TASK TO COMPLETE: Word for word, restate each of the entries below, and drop every picture.
····················
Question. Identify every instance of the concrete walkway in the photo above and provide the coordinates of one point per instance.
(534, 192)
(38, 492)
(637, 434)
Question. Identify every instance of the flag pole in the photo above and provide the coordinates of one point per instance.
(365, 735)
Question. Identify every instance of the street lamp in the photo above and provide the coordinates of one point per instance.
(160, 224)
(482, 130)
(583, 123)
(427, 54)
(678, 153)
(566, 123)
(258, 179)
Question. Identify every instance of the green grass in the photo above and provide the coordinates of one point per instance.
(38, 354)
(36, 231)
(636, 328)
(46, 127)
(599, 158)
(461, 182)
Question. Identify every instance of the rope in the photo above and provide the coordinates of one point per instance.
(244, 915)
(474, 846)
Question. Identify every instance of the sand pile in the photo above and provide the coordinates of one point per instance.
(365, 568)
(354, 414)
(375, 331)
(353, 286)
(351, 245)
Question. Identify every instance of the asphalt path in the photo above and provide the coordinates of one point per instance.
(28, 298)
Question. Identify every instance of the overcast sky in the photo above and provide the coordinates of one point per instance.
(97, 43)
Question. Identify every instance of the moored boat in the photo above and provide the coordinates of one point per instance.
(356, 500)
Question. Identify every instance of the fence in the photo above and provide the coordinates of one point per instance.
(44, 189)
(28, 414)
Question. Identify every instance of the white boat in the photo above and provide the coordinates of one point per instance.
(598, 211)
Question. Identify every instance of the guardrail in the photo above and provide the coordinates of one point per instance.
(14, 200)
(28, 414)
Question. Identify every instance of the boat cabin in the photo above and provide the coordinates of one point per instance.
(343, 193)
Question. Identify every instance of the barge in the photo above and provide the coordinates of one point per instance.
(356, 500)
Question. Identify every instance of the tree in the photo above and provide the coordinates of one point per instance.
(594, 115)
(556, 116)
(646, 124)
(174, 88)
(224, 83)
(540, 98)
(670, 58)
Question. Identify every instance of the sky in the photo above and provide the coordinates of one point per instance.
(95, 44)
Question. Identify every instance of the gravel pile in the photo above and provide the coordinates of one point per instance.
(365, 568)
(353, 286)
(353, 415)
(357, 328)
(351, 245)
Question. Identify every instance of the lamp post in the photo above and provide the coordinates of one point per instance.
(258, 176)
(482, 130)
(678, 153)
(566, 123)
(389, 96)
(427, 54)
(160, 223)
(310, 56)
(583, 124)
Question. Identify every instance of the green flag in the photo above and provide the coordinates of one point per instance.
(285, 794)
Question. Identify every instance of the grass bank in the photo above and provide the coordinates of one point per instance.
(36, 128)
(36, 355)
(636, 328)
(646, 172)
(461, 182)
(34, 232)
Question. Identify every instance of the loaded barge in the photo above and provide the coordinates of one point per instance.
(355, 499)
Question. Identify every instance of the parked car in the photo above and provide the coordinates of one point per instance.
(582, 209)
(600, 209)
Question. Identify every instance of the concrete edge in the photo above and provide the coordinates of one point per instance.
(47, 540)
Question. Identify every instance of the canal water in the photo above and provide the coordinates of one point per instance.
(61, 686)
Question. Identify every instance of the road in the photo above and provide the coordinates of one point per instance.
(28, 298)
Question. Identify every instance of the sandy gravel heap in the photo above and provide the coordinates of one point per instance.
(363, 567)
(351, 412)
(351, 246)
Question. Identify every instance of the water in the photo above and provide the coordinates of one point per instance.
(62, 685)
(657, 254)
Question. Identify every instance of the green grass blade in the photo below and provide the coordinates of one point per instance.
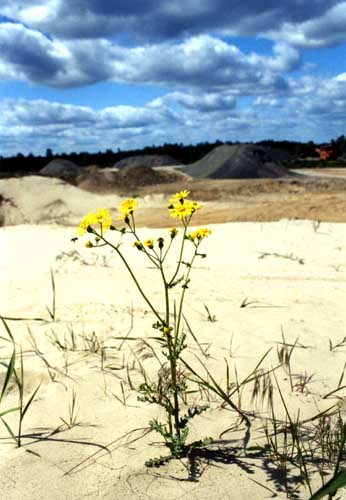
····················
RESPONSE BELOW:
Question. Identify every instance of the concrete walkway in the photo above and provide the coordinates of one point per instance.
(534, 192)
(38, 492)
(637, 434)
Question. Identify every instance of the flag pole in the photo above and provide the coordinates of one point per instance.
(365, 735)
Question. Identify every instance of the street lamp in the photo above and provide the coordinates of one point per instance.
(160, 224)
(482, 130)
(583, 123)
(427, 54)
(678, 153)
(566, 123)
(258, 179)
Question. Identify every instance of the green grass in the photo above and provide the coordinates of one point per instance.
(38, 354)
(36, 231)
(636, 328)
(46, 127)
(599, 158)
(461, 182)
Question. Identify every instance of the rope in the photo above and provide the coordinates of one point per instance.
(244, 915)
(474, 846)
Question. Identify every instance of the sand pile in the photo above and provide the coordinates of one point per instance.
(365, 568)
(354, 414)
(375, 331)
(353, 286)
(351, 245)
Question. Identify every instance of the asphalt path in the photo above and provide the coordinates of one point per instance.
(28, 298)
Question. Identify every instance of the overcast sky in the photo above and provide the coordinates of one point per instance.
(97, 43)
Question. Identify every instance of the moored boat in the photo above and provide the coordinates of one point per instance.
(356, 500)
Question. Identify every instance of the fence in the photo above and provide the coordinates of one point per instance.
(44, 189)
(28, 414)
Question. Identify every instance of the white boat in the photo above and provide the coordinates of one point per instance.
(598, 211)
Question. Identify every instance of the guardrail in the photo above and provide the coordinates of one point per instance.
(14, 200)
(28, 414)
Question. Identify every instance of the boat cabin in the photo above and provide the coordinates of one point per instance.
(343, 193)
Question. Identify every instance of the barge in the photo above and provide the coordinates of one point per instance.
(356, 500)
Question. Identify every instance of the tree in the photo above and provide the coordinates of one point per instance.
(594, 115)
(556, 116)
(646, 124)
(174, 88)
(224, 83)
(540, 98)
(670, 58)
Question. Identify every instance of the sky in the photo above and provide the coordinates of one point per instance.
(95, 44)
Question. Identify every instance of the gravel pile in the photo above and provide the coordinates of one point per instance.
(365, 568)
(353, 286)
(353, 415)
(357, 328)
(351, 245)
Question. Identify every instance of the lamp post in the photo above and provide the coordinates of one point per instance.
(258, 176)
(482, 130)
(678, 153)
(566, 123)
(389, 96)
(427, 54)
(160, 223)
(310, 56)
(583, 124)
Question. Identify every instance of the green flag in the photo above and provide the coordinates of one point per instance.
(285, 794)
Question. Identify every instance of the grass bank in the photo above and provide the coordinates of one point per instance.
(36, 128)
(36, 355)
(636, 328)
(646, 172)
(461, 182)
(34, 232)
Question. Identify every instance of the loaded barge in the photo above and provide the coordinates of one point per instance.
(355, 499)
Question. Identify every instance of the parked car in the photo above and provide the coordinates of one point per instance.
(582, 209)
(600, 209)
Question. Identify every instance of the concrete edge in the photo above and provide the coordinates of one point per instance.
(47, 540)
Question. Identify every instance of the canal water in the photo above and provide the coordinates of one point per instance.
(61, 686)
Question. Identify every instance of the road in the photo above and provide the coordinates of one point per instance.
(28, 298)
Question. Identify every instance of the sandy gravel heap in the photo above and provide the coordinates of one point per instance.
(363, 567)
(351, 412)
(351, 246)
Question. Identify every instance of the water in the photo above and provide the coordinates of one point per instance.
(62, 685)
(657, 254)
Question. Identify every instance of the green grass blade in the photo below and provide the coordinates of one point per instance.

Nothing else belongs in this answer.